+++ Extrait du document +++

LA PEUR SANS LIMITES

1975, j’ai 25 ans, je suis en charge des communications d’urgence à la Protection Civile du Québec, sur la rue Jackson à Québec. Je suis marié depuis deux ans, deux enfants à charge et j’ai un ami, un collègue de bureau, qui se prénomme Renaud et qui vient de Mont-Joli. Cet été-là, je vais vivre la Tornade de Saint-Bonaventure qui sera une expérience humaine surdimensionnée, mais quelque temps après, ce souvenir n’est pas très clair, je décide d’offrir l’occasion à Renaud et à sa blonde de vivre une excursion vers la vraie mer. Il n’arrête pas de parler du fleuve comme étant la mer et ça m’énerve. « La vraie mer, Renaud, c’est de l’autre côté, tout le long de la côte jusqu’en Antarctique, alors lâche-moi avec ton fleuve. »

Marché conclu, le petit couple va venir avec nous à Virginia Beach! Et nous voilà partis, à quatre dans ma Volks bleu poudre, pour les
« Zétats » Pas d’enfants.

Là-bas, je les préviens que les meilleures places sont toujours près du Pier, où sont les boutiques, les snack-bars et les toilettes, et donc d’arriver tôt. Et là, je fais rire de moi. Il est 10 heures, et comme prévu, il y a de la place en masse, oui, mais …que ça ! Il n’y a presque personne, et Renaud de bâiller tout ce qu’il sait et qu’on aurait pu dormir plus longtemps.

Mais je n’y comprends rien. Que ce soit à Old Orchard, à Cape Cod, ici ou dans les Carolines, les plages de la côte américaine sont toujours bondées. Même pas un foutu goéland et je ne comprends pas. Je pense alors aux man-o’ war’s, ces galères portugaises très vicieuses qui peuvent causer des brûlures très intenses mais le drapeau du Lifeguard n’indique rien de tout cela.

+++ Données extraites +++

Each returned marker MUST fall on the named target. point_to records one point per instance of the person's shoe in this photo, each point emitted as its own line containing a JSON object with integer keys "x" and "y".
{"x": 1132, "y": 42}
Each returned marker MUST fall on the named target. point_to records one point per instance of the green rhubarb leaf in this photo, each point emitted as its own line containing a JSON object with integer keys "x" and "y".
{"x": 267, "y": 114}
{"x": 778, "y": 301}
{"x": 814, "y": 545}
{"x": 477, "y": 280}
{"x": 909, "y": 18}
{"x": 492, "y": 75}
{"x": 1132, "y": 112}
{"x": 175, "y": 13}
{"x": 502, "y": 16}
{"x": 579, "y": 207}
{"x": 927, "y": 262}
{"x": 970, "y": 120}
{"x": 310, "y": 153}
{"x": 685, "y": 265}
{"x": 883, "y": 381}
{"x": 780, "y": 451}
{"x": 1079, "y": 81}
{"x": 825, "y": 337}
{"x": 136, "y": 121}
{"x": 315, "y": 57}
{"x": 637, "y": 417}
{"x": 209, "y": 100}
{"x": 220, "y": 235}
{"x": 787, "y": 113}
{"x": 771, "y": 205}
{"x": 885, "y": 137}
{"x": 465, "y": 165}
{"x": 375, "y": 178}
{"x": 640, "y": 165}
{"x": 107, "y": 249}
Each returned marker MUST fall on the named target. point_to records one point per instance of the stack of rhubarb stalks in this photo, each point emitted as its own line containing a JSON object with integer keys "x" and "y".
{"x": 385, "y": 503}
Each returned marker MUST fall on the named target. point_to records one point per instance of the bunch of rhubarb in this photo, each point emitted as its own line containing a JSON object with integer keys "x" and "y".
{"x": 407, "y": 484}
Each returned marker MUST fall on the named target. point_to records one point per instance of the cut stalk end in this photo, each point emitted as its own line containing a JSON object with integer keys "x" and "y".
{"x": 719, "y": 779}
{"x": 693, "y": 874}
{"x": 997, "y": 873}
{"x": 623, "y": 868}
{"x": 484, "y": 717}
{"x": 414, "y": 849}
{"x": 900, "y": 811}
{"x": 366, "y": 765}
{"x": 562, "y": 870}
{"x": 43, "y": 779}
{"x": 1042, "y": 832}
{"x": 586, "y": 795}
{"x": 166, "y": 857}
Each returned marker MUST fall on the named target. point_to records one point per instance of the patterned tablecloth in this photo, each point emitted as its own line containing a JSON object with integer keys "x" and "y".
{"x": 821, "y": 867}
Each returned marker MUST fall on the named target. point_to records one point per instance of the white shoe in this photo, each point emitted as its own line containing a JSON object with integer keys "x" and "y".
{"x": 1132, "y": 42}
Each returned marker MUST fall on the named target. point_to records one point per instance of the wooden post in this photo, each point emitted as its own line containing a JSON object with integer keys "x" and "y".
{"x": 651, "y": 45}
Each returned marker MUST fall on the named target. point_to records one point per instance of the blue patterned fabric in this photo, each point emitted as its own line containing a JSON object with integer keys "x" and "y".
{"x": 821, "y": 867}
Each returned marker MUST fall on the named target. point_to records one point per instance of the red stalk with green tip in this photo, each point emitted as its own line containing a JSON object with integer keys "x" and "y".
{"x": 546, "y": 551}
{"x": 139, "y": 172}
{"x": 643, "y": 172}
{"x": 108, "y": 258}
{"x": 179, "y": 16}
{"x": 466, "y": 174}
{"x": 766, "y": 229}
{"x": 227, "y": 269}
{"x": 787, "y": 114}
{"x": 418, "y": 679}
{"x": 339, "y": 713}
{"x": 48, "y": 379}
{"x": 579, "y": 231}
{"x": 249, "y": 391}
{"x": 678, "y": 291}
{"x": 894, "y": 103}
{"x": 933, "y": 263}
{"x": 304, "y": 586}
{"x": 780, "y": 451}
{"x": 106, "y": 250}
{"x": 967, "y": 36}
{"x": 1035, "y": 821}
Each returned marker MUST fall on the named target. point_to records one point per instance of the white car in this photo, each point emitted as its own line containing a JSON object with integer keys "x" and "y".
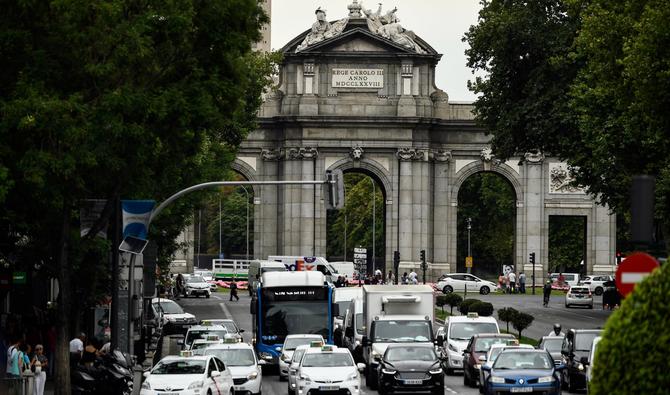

+++

Consigne:
Recopiez mot pour mot l'extrait du document intitulé « La peur sans limites », du titre jusqu'à la dernière phrase. Les lignes ne sont d'aucune utilité ici.

Réponse rédigée:
LA PEUR SANS LIMITES

1975, j’ai 25 ans, je suis en charge des communications d’urgence à la Protection Civile du Québec, sur la rue Jackson à Québec. Je suis marié depuis deux ans, deux enfants à charge et j’ai un ami, un collègue de bureau, qui se prénomme Renaud et qui vient de Mont-Joli. Cet été-là, je vais vivre la Tornade de Saint-Bonaventure qui sera une expérience humaine surdimensionnée, mais quelque temps après, ce souvenir n’est pas très clair, je décide d’offrir l’occasion à Renaud et à sa blonde de vivre une excursion vers la vraie mer. Il n’arrête pas de parler du fleuve comme étant la mer et ça m’énerve. « La vraie mer, Renaud, c’est de l’autre côté, tout le long de la côte jusqu’en Antarctique, alors lâche-moi avec ton fleuve. »

Marché conclu, le petit couple va venir avec nous à Virginia Beach! Et nous voilà partis, à quatre dans ma Volks bleu poudre, pour les
« Zétats » Pas d’enfants.

Là-bas, je les préviens que les meilleures places sont toujours près du Pier, où sont les boutiques, les snack-bars et les toilettes, et donc d’arriver tôt. Et là, je fais rire de moi. Il est 10 heures, et comme prévu, il y a de la place en masse, oui, mais …que ça ! Il n’y a presque personne, et Renaud de bâiller tout ce qu’il sait et qu’on aurait pu dormir plus longtemps.

Mais je n’y comprends rien. Que ce soit à Old Orchard, à Cape Cod, ici ou dans les Carolines, les plages de la côte américaine sont toujours bondées. Même pas un foutu goéland et je ne comprends pas. Je pense alors aux man-o’ war’s, ces galères portugaises très vicieuses qui peuvent causer des brûlures très intenses mais le drapeau du Lifeguard n’indique rien de tout cela.